But Jesus saw through the nature of their request and responded with a stinging indictment.

“An evil and adulterous generation seeks for a sign, but no sign will be given to it except the sign of the prophet Jonah.” – Matthew 12:39 ESV

These were men who took great pride in their righteousness and faithful adherence to the law of Moses. So, for Jesus to address them as evil and adulterous was a nothing less than a verbal slap in the face. Not only that, Jesus refused their request for a prophetic pronouncement and, instead, announced a sign of coming judgment. The story of Jonah would have been very familiar to these men. But Jesus gave the story an intriguing new twist. He tied it to His future death, burial and resurrection. Just as Jonah was three days in the belly of the great fish, Jesus predicts His own 3-day long interment in the tomb. And just as Jonah had been sent by God to bring a message of repentance and salvation to the people of Ninevah, Jesus, by His death and resurrection, would make possible the salvation of all those who hear and accept His offer of justification by faith.

§ GIVEN DATA:
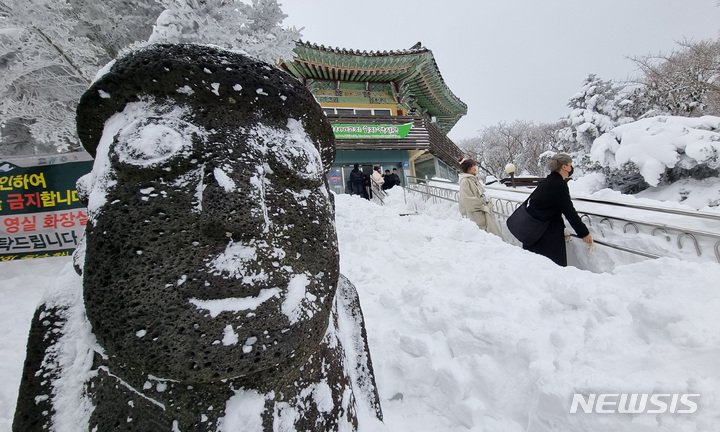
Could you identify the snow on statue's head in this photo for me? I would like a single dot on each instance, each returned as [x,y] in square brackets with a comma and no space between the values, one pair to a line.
[210,250]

§ WHAT IS BEING ASKED:
Copy out the passage above on Jesus and the sign of Jonah in full, word for word.

§ THE OUTPUT:
But Jesus saw through the nature of their request and responded with a stinging indictment.

“An evil and adulterous generation seeks for a sign, but no sign will be given to it except the sign of the prophet Jonah.” – Matthew 12:39 ESV

These were men who took great pride in their righteousness and faithful adherence to the law of Moses. So, for Jesus to address them as evil and adulterous was a nothing less than a verbal slap in the face. Not only that, Jesus refused their request for a prophetic pronouncement and, instead, announced a sign of coming judgment. The story of Jonah would have been very familiar to these men. But Jesus gave the story an intriguing new twist. He tied it to His future death, burial and resurrection. Just as Jonah was three days in the belly of the great fish, Jesus predicts His own 3-day long interment in the tomb. And just as Jonah had been sent by God to bring a message of repentance and salvation to the people of Ninevah, Jesus, by His death and resurrection, would make possible the salvation of all those who hear and accept His offer of justification by faith.